Prompt: Give the data again exactly as written, without any of its pictures.
:: Data for this exercise ::
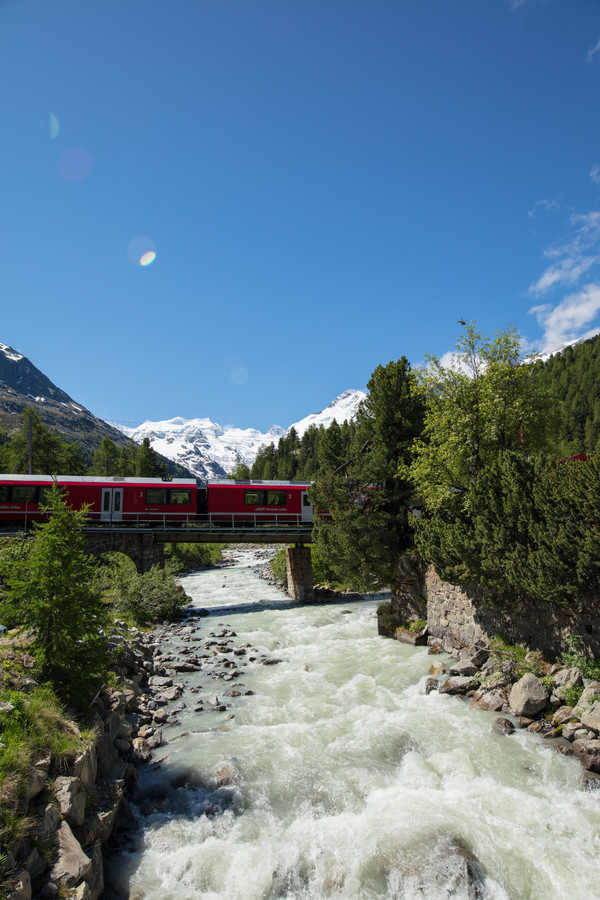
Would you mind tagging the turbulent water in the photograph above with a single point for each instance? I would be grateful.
(339, 778)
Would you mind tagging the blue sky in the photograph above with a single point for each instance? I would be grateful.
(326, 185)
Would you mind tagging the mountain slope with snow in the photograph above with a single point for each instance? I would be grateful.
(211, 451)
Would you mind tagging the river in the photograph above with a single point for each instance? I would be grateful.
(339, 778)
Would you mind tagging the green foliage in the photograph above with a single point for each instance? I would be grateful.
(579, 657)
(384, 609)
(573, 694)
(192, 557)
(279, 566)
(241, 472)
(153, 596)
(48, 591)
(31, 725)
(573, 378)
(488, 403)
(106, 458)
(50, 453)
(367, 501)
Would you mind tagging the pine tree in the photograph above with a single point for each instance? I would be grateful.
(48, 591)
(369, 529)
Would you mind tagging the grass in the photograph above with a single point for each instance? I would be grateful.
(32, 726)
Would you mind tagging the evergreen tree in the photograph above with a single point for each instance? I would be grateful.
(148, 463)
(106, 458)
(48, 591)
(487, 403)
(368, 503)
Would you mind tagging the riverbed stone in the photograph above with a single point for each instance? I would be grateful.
(458, 684)
(588, 752)
(591, 717)
(70, 794)
(591, 694)
(71, 865)
(528, 696)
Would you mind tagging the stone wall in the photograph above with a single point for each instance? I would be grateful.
(141, 548)
(462, 615)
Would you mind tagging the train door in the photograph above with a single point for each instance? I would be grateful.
(306, 508)
(112, 505)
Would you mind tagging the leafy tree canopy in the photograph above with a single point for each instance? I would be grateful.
(47, 589)
(368, 502)
(485, 403)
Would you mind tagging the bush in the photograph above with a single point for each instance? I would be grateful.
(48, 590)
(279, 566)
(32, 725)
(154, 596)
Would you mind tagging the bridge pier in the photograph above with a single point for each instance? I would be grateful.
(299, 572)
(140, 548)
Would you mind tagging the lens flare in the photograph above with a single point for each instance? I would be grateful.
(141, 251)
(53, 126)
(239, 375)
(74, 164)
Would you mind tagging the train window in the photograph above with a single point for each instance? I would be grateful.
(180, 496)
(253, 498)
(24, 493)
(156, 495)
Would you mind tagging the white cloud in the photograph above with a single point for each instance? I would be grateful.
(593, 51)
(545, 205)
(569, 271)
(568, 320)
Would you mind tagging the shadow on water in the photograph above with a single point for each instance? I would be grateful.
(262, 605)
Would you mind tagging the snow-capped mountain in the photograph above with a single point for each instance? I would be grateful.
(210, 451)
:::
Solution to this problem:
Would you mind tagging the turbulent water in the photograph above with a single point for each instance? I would be grateful.
(339, 778)
Would you mind tagging the blue sky in the photograph above with a single point for each instance? I would be grateful.
(326, 185)
Would you mind tagging the mountain slope with snow in the photograph above with a single point for each instance? I would be grateful.
(211, 451)
Would you mind tagging the river in the photograph above with a single point for each instance? I would be grateful.
(339, 778)
Would you mind tagging the green foliage in the photograph above with a single point for each instance? I would be grateful.
(579, 657)
(384, 609)
(573, 694)
(192, 557)
(279, 566)
(241, 472)
(153, 596)
(48, 591)
(31, 725)
(573, 378)
(488, 403)
(106, 458)
(50, 453)
(367, 501)
Would you mind tagging the pine tree in the photograph above with a single point for each instance? I would be grateful.
(48, 591)
(369, 529)
Would you mind tagging the grass in the photograph above with a single point for each instance? I would be grateful.
(32, 726)
Would you mind tagging the evergreen tree in the photograph above with a single point for each instance? I would be grateful.
(148, 463)
(106, 458)
(48, 591)
(487, 403)
(368, 503)
Would you mind tagging the riverbed stone in the photograph above with a single point for each instance? I would be grateful.
(458, 684)
(588, 752)
(591, 717)
(70, 794)
(591, 694)
(71, 865)
(528, 696)
Would you mind tagging the stone wall in the photograph above with a single point for each instance? I would be grateful.
(141, 548)
(462, 615)
Would you mind tagging the train door in the photograph above with a single point for each instance? I would be grateful.
(306, 508)
(112, 505)
Would you mind tagging the leafy tree canopy in the photograph above with a single point for each instance? I would be grateful.
(47, 589)
(368, 502)
(485, 403)
Would you mind tagging the bush in the photograph above with a single point for each instance? I would be grateful.
(48, 590)
(279, 566)
(32, 725)
(154, 596)
Would you mind tagging the bridge pier in the photograph above with a single point for each instance? I would be grateful.
(299, 572)
(140, 548)
Would you mind tagging the lens flare in the photograph above with a single point for each instance? I would be grateful.
(141, 251)
(53, 126)
(239, 375)
(74, 164)
Would you mind tagging the train window in the photograph above with a single point for each instance? I would be grateful.
(180, 496)
(253, 498)
(24, 493)
(156, 495)
Would you mind tagging the white cloud in the photograph above with a single point for each instance? I would be grateful.
(593, 51)
(545, 205)
(569, 271)
(568, 320)
Would you mind tagging the shadow on water in the photograph above with a single point for each instance? I would be grateful.
(262, 605)
Would you mind tagging the snow-capped mountain in the photograph above with a single point for each instance? I would be grateful.
(210, 451)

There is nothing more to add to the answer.